* Work to be completed:
Carry on the lesson text about the division of housework and childcare in families, starting right after its last sentence.

You are viewing a free preview of this lesson.
Subscribe to unlock all 10 lessons in this course and every other course on LearningBro.
The distribution of domestic labour — housework, childcare, and emotional work — within the family is one of the most fiercely contested questions in the sociology of the family, and one of the most reliably examined. The headline finding is striking in its persistence: despite decades of rising female employment, expanding equality legislation and a transformed culture of gender, research consistently shows that women continue to perform more unpaid work in the home than men, even when both partners work full-time. This lesson examines why that inequality persists, how sociologists have measured it, and whether the family is genuinely moving towards equality or merely towards a more egalitarian appearance. The debate is never purely descriptive: how you measure domestic labour, and what you count as "work", determines what you find — which makes this a methods question as much as a substantive one. For AQA A-Level Sociology (7192) the topic rewards candidates who can stage a genuine argument between optimists and pessimists rather than simply listing studies.

* Records provided:
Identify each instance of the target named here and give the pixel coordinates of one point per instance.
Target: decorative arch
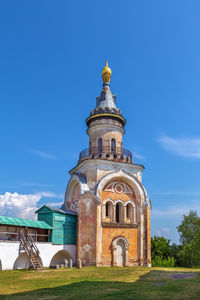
(110, 200)
(60, 257)
(130, 202)
(120, 201)
(133, 182)
(117, 243)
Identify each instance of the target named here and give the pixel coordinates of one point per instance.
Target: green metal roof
(24, 222)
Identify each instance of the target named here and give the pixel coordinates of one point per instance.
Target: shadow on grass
(153, 285)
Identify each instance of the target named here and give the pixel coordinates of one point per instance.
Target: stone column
(114, 213)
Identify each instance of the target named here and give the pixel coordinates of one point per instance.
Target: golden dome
(106, 73)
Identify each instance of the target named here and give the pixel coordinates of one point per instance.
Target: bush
(163, 262)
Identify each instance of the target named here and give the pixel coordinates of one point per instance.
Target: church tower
(106, 191)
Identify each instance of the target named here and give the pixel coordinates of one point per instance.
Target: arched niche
(120, 247)
(123, 177)
(60, 257)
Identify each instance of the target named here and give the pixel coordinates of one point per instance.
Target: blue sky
(51, 57)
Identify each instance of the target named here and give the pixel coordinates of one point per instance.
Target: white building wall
(10, 251)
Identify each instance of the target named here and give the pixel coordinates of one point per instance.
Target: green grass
(100, 283)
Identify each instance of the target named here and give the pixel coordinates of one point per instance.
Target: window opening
(100, 146)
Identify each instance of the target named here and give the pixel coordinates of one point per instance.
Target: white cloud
(177, 193)
(42, 154)
(24, 205)
(57, 204)
(31, 183)
(137, 155)
(185, 147)
(176, 210)
(19, 205)
(51, 195)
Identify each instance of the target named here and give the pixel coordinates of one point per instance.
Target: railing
(31, 249)
(107, 152)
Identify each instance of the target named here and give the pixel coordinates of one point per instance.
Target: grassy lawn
(101, 283)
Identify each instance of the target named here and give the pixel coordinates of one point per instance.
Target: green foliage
(161, 252)
(185, 255)
(189, 230)
(94, 283)
(160, 247)
(160, 262)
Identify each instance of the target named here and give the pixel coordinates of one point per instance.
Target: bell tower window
(100, 146)
(113, 146)
(90, 146)
(118, 212)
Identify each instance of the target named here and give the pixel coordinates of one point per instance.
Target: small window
(90, 147)
(100, 146)
(128, 211)
(108, 209)
(113, 146)
(118, 213)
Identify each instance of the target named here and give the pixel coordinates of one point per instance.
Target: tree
(189, 231)
(161, 252)
(160, 247)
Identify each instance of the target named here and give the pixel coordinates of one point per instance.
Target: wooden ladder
(29, 246)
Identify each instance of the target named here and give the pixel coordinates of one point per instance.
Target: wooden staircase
(29, 246)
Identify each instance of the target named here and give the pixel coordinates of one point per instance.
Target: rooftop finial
(106, 73)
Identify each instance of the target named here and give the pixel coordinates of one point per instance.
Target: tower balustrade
(108, 153)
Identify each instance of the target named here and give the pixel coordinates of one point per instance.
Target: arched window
(118, 212)
(100, 146)
(128, 211)
(113, 146)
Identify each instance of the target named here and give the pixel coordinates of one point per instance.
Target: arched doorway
(60, 257)
(120, 252)
(22, 262)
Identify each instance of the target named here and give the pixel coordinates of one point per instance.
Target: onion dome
(106, 73)
(106, 103)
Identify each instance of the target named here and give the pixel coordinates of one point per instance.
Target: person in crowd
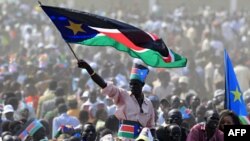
(133, 108)
(228, 117)
(174, 116)
(8, 112)
(200, 113)
(89, 132)
(164, 108)
(92, 105)
(175, 101)
(50, 104)
(63, 119)
(165, 88)
(73, 107)
(47, 95)
(207, 130)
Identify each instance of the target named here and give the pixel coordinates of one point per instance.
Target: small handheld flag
(233, 95)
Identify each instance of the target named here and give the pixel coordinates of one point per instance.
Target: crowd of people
(46, 94)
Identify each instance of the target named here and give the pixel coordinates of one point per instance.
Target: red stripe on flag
(31, 126)
(127, 128)
(123, 39)
(134, 70)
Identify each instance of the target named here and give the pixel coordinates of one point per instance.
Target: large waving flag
(93, 30)
(234, 98)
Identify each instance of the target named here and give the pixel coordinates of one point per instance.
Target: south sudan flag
(93, 30)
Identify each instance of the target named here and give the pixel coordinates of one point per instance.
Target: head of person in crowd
(24, 113)
(174, 116)
(155, 101)
(101, 114)
(85, 95)
(211, 122)
(195, 102)
(145, 135)
(59, 100)
(174, 131)
(164, 77)
(183, 83)
(15, 126)
(89, 132)
(138, 76)
(112, 123)
(5, 126)
(72, 103)
(7, 95)
(106, 135)
(53, 85)
(62, 108)
(188, 99)
(64, 84)
(15, 86)
(164, 105)
(92, 96)
(40, 134)
(59, 92)
(8, 112)
(200, 113)
(209, 105)
(30, 90)
(147, 90)
(175, 101)
(228, 117)
(46, 126)
(14, 102)
(83, 117)
(9, 137)
(218, 96)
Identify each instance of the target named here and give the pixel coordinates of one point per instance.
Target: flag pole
(39, 2)
(72, 51)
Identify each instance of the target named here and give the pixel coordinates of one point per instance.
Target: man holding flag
(233, 96)
(134, 110)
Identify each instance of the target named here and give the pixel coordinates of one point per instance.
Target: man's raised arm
(94, 76)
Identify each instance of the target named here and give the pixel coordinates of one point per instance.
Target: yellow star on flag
(237, 95)
(75, 27)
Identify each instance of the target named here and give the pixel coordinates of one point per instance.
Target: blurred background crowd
(39, 77)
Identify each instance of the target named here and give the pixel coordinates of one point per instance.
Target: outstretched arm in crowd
(94, 76)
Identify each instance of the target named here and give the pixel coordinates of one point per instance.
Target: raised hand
(83, 64)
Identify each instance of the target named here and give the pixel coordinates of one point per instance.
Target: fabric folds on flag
(93, 30)
(233, 96)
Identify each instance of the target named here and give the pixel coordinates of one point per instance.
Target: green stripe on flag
(244, 120)
(126, 135)
(149, 57)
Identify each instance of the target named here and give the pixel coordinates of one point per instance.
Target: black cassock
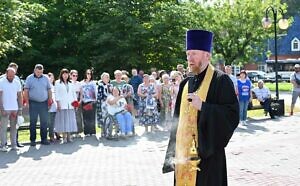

* Written response:
Key Definition: The domestic division of labour refers to the way tasks within the household — paid work, housework, childcare and emotional work — are allocated between household members, and the relative power each member holds over decisions and resources. Sociologists ask not only who does what, but who decides, who controls the money, and whose work is recognised.
This lesson addresses the AQA A-Level Sociology (7192) Paper 2, Section A — Families and Households content:
You should be able to describe (AO1) the instrumental/expressive model, the symmetrical-family thesis, the triple shift, money-management types and the patriarchal account of domestic violence; apply (AO2) these to an Item; and evaluate (AO3) the optimist/pessimist debate using methodological critique of how domestic labour is measured. This content supplies both the 10-mark "applying material from the Item, analyse two…" question and the 20-mark "evaluate…" essay.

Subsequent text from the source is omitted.